PROMPT A: In the article about the MIT zinc sensor, what does the sensor do when it binds to zinc?
PROMPT B: Please extend the zinc-sensor article by writing what comes after its final paragraph.

New sensor tracks zinc in cells, could be exploited for early diagnosis of prostate cancer
Zinc, an essential nutrient, is found in every tissue in the body. The vast majority of the metal ion is tightly bound to proteins, helping them to perform biological reactions. Tiny amounts of zinc, however, are only loosely bound, or "mobile," and thought to be critical for proper function in organs such as the brain, pancreas, and prostate gland. Yet the exact roles the ion plays in biological systems are unknown.
A new optical sensor created at MIT tracks zinc within cells and should help researchers learn more about its functions. The sensor, which can be targeted to a specific organelle within the cell, fluoresces when it binds to zinc, allowing scientists to determine where the metal is concentrated.
The MIT chemists who designed the sensor have already used it to shed light on why zinc levels, normally high in the prostate, drop dramatically in cancerous prostate cells.
"We can use these tools to study zinc trafficking within prostate cells, both healthy and diseased. By doing so we're trying to gain insight into how zinc levels within the cell change during the progression of prostate cancer," says Robert Radford, an MIT postdoc who led the project and who is an author of the paper describing the sensors, which appears in the Dec. 9 issue of the Proceedings of the National Academy of Sciences.

SOURCE DATA:
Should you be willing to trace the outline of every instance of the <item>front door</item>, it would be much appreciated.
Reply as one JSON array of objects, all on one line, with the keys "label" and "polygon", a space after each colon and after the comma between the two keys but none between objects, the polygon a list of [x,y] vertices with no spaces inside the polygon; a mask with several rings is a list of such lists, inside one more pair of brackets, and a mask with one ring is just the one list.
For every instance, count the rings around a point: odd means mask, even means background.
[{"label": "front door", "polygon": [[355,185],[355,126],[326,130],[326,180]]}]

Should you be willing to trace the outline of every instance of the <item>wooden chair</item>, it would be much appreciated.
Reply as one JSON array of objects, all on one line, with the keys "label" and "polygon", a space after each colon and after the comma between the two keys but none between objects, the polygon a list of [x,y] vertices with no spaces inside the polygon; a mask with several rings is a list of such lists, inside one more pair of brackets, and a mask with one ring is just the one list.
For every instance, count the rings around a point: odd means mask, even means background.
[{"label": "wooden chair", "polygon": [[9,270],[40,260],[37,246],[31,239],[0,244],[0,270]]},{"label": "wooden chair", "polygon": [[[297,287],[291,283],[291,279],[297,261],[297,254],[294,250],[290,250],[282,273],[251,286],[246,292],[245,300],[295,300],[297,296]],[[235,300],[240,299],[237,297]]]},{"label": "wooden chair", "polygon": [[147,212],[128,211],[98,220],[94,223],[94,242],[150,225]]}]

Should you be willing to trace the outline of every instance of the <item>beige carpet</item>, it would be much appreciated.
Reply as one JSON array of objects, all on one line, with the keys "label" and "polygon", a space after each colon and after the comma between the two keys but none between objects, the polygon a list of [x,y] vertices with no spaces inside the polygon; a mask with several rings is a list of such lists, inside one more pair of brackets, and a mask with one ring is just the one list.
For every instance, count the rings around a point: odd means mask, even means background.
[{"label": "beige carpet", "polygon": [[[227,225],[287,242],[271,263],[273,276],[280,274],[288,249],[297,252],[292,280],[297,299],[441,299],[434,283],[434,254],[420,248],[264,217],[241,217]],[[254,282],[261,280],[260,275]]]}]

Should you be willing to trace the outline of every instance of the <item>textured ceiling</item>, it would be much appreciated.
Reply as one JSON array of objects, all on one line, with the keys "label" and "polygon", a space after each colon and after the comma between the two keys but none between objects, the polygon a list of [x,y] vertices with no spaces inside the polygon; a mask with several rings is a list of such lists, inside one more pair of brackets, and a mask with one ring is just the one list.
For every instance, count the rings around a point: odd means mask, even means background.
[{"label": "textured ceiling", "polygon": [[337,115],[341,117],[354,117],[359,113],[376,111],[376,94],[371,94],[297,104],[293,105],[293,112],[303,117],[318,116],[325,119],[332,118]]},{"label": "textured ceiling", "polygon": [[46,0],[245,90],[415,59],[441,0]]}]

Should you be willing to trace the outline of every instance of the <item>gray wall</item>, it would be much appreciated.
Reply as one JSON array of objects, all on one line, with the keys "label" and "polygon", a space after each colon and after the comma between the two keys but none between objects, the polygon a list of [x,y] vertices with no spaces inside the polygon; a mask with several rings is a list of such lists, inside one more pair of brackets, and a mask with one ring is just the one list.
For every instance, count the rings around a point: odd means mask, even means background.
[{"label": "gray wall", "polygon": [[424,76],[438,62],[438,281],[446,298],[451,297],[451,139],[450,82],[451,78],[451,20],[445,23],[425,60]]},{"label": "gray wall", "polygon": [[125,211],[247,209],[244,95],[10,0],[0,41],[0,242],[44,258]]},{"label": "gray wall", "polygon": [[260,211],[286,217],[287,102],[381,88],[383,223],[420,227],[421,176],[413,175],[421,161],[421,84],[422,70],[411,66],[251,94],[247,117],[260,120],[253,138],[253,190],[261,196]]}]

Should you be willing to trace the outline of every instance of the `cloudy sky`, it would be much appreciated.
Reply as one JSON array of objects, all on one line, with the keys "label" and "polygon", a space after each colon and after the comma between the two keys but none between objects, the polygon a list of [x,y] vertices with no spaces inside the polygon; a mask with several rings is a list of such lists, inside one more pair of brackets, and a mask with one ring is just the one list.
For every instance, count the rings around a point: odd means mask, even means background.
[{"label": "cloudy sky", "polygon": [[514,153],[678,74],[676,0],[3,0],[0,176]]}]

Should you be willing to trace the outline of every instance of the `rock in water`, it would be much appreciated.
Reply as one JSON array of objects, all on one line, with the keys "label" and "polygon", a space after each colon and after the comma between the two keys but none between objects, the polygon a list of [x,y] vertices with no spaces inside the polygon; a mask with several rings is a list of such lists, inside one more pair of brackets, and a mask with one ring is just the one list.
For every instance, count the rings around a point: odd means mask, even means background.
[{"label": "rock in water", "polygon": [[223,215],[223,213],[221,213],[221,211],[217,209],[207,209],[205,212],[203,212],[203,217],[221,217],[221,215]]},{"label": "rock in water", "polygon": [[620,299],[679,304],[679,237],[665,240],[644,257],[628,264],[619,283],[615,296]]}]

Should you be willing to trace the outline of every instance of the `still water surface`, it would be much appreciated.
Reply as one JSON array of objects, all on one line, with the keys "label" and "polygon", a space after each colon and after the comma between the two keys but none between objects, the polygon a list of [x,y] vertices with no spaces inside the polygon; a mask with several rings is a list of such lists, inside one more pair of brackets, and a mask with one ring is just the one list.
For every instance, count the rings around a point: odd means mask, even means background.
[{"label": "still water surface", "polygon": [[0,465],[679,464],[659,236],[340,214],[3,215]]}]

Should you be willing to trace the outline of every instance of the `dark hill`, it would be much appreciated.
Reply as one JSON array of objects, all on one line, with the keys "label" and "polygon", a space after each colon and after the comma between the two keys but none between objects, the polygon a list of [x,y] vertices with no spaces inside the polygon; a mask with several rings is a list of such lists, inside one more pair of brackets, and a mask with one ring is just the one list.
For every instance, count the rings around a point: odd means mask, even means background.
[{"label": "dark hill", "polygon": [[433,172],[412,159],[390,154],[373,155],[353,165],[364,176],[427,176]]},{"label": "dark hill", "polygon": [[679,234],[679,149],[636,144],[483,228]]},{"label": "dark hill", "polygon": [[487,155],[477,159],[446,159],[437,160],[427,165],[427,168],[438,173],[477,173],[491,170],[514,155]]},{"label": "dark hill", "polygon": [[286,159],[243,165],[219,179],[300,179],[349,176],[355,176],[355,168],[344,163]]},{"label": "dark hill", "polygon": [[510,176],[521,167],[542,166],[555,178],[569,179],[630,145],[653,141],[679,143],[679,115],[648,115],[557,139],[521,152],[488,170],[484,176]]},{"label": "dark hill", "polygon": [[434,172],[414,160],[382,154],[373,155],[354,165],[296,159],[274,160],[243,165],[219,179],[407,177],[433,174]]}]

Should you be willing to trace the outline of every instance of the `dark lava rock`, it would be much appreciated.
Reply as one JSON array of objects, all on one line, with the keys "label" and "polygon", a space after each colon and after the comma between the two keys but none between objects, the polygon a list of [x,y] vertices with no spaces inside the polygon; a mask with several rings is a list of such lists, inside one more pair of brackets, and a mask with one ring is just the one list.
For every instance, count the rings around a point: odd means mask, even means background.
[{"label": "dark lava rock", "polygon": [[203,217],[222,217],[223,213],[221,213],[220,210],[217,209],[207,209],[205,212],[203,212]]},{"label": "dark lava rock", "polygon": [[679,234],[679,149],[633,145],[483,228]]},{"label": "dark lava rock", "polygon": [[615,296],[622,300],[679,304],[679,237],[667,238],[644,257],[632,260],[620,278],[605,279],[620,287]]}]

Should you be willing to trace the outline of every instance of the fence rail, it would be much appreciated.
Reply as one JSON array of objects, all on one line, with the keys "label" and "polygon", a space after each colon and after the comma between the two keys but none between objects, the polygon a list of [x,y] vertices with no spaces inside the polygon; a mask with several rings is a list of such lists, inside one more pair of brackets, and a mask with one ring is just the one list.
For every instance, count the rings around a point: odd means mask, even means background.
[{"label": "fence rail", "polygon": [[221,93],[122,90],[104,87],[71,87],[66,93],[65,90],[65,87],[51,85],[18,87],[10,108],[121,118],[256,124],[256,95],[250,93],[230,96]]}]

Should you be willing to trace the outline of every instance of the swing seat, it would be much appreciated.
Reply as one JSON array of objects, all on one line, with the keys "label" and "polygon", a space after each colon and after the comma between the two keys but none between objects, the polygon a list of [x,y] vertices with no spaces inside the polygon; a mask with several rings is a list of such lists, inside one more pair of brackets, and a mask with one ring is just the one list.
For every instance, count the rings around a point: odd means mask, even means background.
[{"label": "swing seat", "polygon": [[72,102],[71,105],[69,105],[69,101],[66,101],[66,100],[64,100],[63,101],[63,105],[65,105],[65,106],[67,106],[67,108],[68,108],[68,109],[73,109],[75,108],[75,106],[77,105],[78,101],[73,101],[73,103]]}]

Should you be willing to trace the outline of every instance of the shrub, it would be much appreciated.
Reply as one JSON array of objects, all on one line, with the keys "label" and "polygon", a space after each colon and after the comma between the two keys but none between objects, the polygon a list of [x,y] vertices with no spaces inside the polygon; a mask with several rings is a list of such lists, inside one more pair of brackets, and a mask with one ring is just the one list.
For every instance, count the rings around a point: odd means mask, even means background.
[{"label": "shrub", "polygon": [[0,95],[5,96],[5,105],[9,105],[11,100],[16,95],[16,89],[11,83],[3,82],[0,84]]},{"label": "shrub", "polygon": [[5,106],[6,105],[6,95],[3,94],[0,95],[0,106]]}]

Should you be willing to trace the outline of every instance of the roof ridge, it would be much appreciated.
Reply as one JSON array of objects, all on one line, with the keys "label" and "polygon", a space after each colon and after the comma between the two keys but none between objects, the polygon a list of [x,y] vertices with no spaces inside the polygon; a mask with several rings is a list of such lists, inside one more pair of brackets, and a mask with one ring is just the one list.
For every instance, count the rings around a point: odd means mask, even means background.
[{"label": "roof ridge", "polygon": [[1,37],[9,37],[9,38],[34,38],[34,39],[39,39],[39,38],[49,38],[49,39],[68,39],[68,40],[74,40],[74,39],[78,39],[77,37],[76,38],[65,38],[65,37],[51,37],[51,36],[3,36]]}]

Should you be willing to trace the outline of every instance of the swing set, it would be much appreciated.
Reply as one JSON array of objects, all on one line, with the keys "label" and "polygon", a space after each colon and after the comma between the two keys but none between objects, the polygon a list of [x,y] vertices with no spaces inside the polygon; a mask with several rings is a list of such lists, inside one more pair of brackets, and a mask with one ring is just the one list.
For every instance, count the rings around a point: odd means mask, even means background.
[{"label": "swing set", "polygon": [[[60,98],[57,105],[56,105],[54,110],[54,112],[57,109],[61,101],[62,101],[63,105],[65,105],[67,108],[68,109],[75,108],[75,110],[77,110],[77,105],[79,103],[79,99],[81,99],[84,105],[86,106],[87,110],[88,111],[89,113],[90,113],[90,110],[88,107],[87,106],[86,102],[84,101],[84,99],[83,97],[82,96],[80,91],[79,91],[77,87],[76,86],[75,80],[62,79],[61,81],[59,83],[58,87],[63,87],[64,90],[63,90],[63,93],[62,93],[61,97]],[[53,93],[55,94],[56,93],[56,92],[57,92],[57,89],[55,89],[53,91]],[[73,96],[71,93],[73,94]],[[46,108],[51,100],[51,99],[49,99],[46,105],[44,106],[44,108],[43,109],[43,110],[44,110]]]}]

EXPECTED ANSWER A: It fluoresces.

EXPECTED ANSWER B:
Radford works in the lab of Stephen Lippard, the Arthur Amos Noyes Professor of Chemistry and senior author of the paper. The paper's lead author is Wen Chyan, a 2013 MIT graduate.
Researchers in Lippard's lab are now working on exploiting similar fluorescent sensors to develop a diagnostic test for early detection of prostate cancer, which is the second leading cause of cancer death in American men, but is considered very treatable if caught early enough.
Pathway to cancer
Among its known roles, zinc helps to stabilize protein structure and catalyzes some cellular reactions. In the prostate, zinc is believed to help with reproductive functions by aiding in the accumulation of citrate, a component of semen. Within mitochondria of epithelial prostate cells, zinc has been shown to inhibit the metabolic enzyme aconitase. By blocking the activity of aconitase, zinc truncates the citric acid cycle, the series of reactions that produce ATP, the cells' major energy currency.
Scientists have theorized that when prostate cells become cancerous, they banish zinc from mitochondria (the cell structures where most ATP production occurs). This allows the cancer cell to produce the extra energy it needs to grow and divide.
"If a cell is dividing uncontrollably and it needs a lot of chemical energy, then it definitely wouldn't want zinc interfering with aconitase and preventing production of more ATP," Radford says.
The new MIT study supports this theory by showing that, although cancerous prostate cells can absorb zinc, the metal does not accumulate in the mitochondria, as it does in normal prostate cells.
This finding suggests that, in normal cells, zinc is probably transported into mitochondria by a specialized transport protein, but such a protein has not been identified, Radford says. In cancer cells, this protein might be inactivated.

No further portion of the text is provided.